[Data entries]
╭──

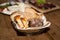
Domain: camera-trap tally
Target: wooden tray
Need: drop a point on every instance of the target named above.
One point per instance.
(44, 11)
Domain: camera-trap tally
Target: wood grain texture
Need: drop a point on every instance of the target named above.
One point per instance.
(7, 32)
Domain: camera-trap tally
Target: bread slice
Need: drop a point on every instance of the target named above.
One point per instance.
(18, 20)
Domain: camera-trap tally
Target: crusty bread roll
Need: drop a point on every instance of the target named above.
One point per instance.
(22, 22)
(18, 20)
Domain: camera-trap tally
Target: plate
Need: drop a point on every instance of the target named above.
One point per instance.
(9, 10)
(45, 23)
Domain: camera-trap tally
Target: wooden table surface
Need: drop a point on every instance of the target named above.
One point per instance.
(7, 31)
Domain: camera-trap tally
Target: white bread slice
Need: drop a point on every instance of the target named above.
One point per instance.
(18, 20)
(25, 22)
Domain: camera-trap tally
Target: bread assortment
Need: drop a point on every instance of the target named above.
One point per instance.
(30, 18)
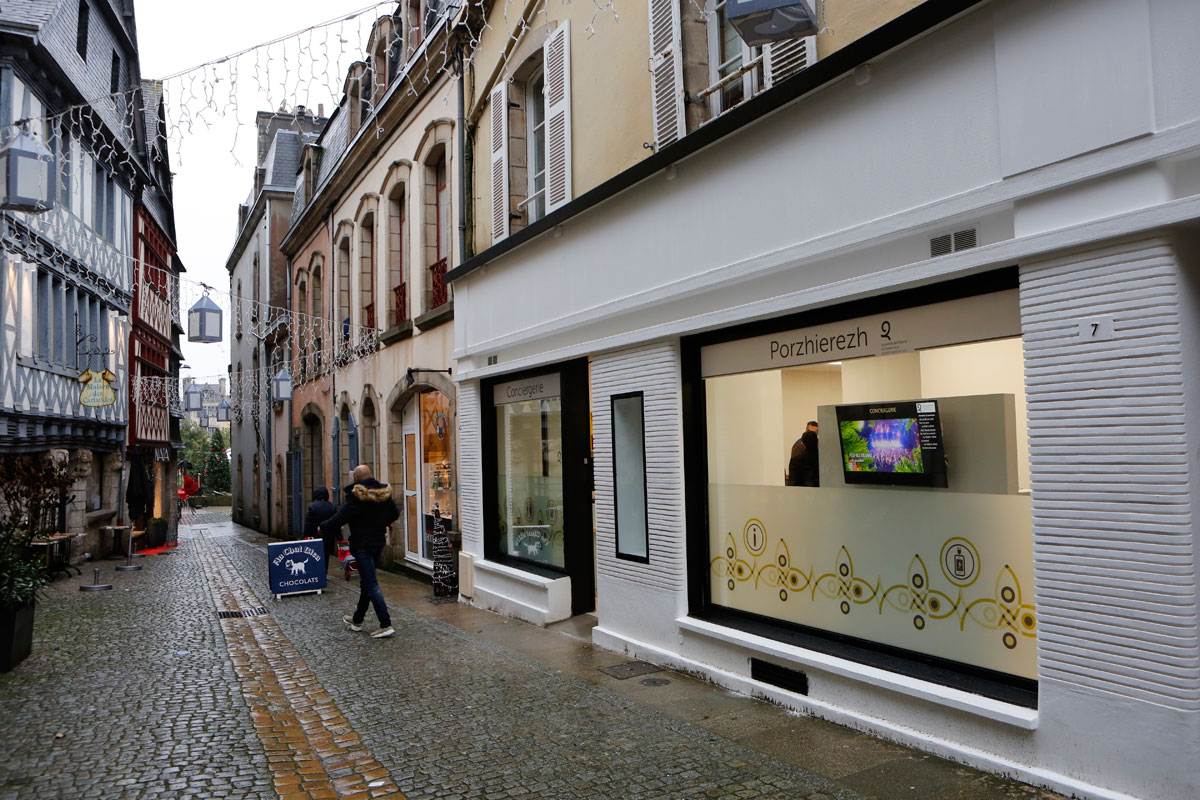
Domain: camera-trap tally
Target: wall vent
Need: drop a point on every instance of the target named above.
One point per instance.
(948, 244)
(793, 680)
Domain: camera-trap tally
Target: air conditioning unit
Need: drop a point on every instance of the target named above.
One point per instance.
(953, 242)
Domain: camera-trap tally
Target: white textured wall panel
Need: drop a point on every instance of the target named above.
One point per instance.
(1114, 548)
(653, 371)
(471, 474)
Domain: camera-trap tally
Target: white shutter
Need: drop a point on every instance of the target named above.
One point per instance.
(557, 56)
(666, 72)
(784, 59)
(498, 104)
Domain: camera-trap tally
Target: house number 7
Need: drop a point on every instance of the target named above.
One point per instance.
(1098, 329)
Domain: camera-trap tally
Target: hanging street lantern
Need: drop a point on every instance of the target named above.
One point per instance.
(281, 389)
(28, 174)
(193, 398)
(762, 22)
(204, 320)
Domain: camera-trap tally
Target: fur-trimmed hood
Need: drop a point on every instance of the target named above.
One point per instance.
(364, 493)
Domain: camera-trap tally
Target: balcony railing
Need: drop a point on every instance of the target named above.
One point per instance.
(400, 304)
(438, 290)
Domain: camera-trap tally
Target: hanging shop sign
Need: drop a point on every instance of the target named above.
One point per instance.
(955, 322)
(297, 567)
(515, 391)
(97, 390)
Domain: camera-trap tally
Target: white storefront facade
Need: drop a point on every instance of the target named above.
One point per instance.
(975, 264)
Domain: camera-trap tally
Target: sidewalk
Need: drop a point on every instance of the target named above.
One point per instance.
(148, 691)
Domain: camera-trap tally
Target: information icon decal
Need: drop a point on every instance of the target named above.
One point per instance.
(960, 561)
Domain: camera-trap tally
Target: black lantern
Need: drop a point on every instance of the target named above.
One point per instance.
(193, 398)
(28, 174)
(762, 22)
(204, 320)
(281, 385)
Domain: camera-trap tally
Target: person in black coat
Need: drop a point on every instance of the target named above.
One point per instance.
(369, 510)
(318, 512)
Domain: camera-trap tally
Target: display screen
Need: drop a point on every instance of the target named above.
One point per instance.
(892, 443)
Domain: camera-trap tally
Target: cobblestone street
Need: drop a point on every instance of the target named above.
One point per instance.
(145, 692)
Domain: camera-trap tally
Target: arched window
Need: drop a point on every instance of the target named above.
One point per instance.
(397, 236)
(343, 289)
(438, 227)
(301, 328)
(366, 271)
(318, 312)
(370, 435)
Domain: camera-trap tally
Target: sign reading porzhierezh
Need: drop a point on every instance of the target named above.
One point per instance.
(297, 566)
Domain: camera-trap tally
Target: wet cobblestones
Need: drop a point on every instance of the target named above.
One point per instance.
(156, 697)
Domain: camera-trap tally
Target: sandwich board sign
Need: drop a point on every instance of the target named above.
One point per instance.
(297, 567)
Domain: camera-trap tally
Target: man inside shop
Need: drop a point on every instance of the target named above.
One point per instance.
(804, 465)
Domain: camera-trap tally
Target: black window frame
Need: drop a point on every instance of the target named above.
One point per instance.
(978, 680)
(616, 493)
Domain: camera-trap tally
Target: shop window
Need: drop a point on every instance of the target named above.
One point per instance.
(629, 476)
(901, 519)
(529, 477)
(370, 435)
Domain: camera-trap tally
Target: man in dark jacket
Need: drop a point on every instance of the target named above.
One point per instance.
(318, 512)
(369, 510)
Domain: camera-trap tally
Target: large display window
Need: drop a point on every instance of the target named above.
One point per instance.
(868, 482)
(529, 470)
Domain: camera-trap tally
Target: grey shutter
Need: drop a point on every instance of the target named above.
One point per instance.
(666, 73)
(337, 467)
(784, 59)
(557, 58)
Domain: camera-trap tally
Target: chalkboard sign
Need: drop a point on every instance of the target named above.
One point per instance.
(297, 567)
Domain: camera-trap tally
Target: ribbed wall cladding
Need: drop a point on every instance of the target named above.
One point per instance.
(471, 474)
(653, 371)
(1114, 546)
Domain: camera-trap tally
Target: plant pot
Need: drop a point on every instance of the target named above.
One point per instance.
(16, 636)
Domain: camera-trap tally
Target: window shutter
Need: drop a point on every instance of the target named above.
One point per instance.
(666, 72)
(557, 56)
(498, 103)
(784, 59)
(354, 443)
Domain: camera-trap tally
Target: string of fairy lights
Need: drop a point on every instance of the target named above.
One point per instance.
(301, 64)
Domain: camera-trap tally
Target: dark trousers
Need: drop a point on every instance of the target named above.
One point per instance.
(370, 594)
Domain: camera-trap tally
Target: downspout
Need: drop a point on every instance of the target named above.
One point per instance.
(461, 72)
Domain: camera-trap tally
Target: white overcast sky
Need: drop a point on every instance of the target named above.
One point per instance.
(209, 180)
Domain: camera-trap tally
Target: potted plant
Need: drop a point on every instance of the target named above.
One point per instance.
(156, 531)
(33, 494)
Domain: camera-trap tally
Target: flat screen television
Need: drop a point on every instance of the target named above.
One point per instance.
(892, 443)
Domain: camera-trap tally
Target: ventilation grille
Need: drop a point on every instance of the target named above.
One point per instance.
(948, 244)
(793, 680)
(245, 612)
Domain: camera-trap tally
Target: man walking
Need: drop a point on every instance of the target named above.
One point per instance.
(369, 510)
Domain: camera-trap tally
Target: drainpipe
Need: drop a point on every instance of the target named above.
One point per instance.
(461, 72)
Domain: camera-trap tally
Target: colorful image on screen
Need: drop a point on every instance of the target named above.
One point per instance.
(881, 445)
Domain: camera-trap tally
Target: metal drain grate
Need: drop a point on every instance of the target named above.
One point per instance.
(630, 669)
(245, 612)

╰──

• [Work to complete] Count the lines in the records that contain the string "slice", and reply with the number alone.

• [Finished answer] 2